Using the text on Lucrecia Dalt below, answer these questions.
(a) What did Dalt study before she turned to music?
(b) On which label was the 4 Women No Cry compilation released?
(c) Which label released the album ¡Ay!?

DOCUMENT SEGMENT
----

Colombian-born musician

Lucrecia Dalt (born 20 December 1980) is a Colombian experimental musician who currently resides in New Mexico. While her earlier releases were rooted in electronic dance music, her work has evolved over time to become more overtly abstract and experimental.

==Biography==
Dalt was born in Pereira, Colombia. She studied civil engineering and worked for two years in a geotechnical company in Medellín before deciding to pursue music.

Her first recordings were released by Colombian collective Series under the name Lucrecia. After meeting Gudrun Gut, she contributed four songs to the 4 Women No Cry compilation released on Monika Enterprise in 2008.

After moving to Europe, she released a series of recordings, including a release on Nicolás Jaar's Other People imprint and a series of collaborations with Aaron Dilloway. Among her more recent releases are the albums Anticlines (2018), No Era Sólida (2020), and ¡Ay! (2022), on RVNG Intl.

----

LISTED RECORDS
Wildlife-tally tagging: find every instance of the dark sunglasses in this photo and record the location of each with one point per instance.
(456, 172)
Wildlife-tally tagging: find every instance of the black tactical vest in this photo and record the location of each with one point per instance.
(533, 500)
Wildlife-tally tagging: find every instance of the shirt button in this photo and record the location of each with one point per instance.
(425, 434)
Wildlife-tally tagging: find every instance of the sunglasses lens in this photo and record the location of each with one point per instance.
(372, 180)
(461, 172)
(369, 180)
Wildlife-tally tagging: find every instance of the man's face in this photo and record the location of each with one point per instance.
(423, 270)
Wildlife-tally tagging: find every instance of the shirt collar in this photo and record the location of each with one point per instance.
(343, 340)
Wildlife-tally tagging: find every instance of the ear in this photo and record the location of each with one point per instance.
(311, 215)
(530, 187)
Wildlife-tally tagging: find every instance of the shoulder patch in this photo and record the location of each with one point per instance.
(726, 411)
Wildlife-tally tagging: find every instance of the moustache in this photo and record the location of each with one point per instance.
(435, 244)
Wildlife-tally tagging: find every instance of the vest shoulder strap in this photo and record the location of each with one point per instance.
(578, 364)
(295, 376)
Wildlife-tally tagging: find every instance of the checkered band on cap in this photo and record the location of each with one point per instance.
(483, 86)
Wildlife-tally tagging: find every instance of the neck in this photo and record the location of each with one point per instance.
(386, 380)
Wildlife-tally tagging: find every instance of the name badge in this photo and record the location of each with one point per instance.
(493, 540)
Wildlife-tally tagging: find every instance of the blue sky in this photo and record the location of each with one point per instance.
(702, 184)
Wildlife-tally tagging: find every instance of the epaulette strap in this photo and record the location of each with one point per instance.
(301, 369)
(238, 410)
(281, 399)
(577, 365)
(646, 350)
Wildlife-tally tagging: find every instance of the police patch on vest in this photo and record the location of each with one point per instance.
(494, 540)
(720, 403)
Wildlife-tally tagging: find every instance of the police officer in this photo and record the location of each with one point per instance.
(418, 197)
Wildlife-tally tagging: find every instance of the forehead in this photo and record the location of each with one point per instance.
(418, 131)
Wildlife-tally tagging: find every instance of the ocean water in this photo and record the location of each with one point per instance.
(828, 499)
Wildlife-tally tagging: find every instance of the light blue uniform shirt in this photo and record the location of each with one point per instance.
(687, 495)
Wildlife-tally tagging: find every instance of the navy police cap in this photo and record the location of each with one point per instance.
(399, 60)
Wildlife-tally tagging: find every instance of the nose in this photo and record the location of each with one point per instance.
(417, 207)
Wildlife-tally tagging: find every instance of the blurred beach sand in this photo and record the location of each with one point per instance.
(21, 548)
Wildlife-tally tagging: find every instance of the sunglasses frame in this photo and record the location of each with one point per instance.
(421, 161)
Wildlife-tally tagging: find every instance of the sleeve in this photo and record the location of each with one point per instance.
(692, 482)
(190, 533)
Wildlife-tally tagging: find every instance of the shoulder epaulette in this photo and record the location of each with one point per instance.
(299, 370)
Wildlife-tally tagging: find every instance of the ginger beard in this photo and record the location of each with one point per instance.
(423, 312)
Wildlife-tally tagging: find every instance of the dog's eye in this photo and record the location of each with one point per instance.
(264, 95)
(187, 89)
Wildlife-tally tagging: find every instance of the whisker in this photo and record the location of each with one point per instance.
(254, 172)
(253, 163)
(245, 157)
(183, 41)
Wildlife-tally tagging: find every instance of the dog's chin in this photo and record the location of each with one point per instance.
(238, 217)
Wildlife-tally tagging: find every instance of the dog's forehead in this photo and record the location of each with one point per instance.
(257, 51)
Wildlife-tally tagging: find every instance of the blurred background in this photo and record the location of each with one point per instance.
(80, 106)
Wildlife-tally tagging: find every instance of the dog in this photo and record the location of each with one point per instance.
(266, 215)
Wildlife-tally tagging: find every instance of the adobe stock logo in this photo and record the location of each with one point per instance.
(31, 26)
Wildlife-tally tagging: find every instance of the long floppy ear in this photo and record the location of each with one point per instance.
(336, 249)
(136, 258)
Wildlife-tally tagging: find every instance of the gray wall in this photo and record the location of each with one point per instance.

----

FINISHED EXERCISE
(a) Civil engineering
(b) Monika Enterprise
(c) RVNG Intl.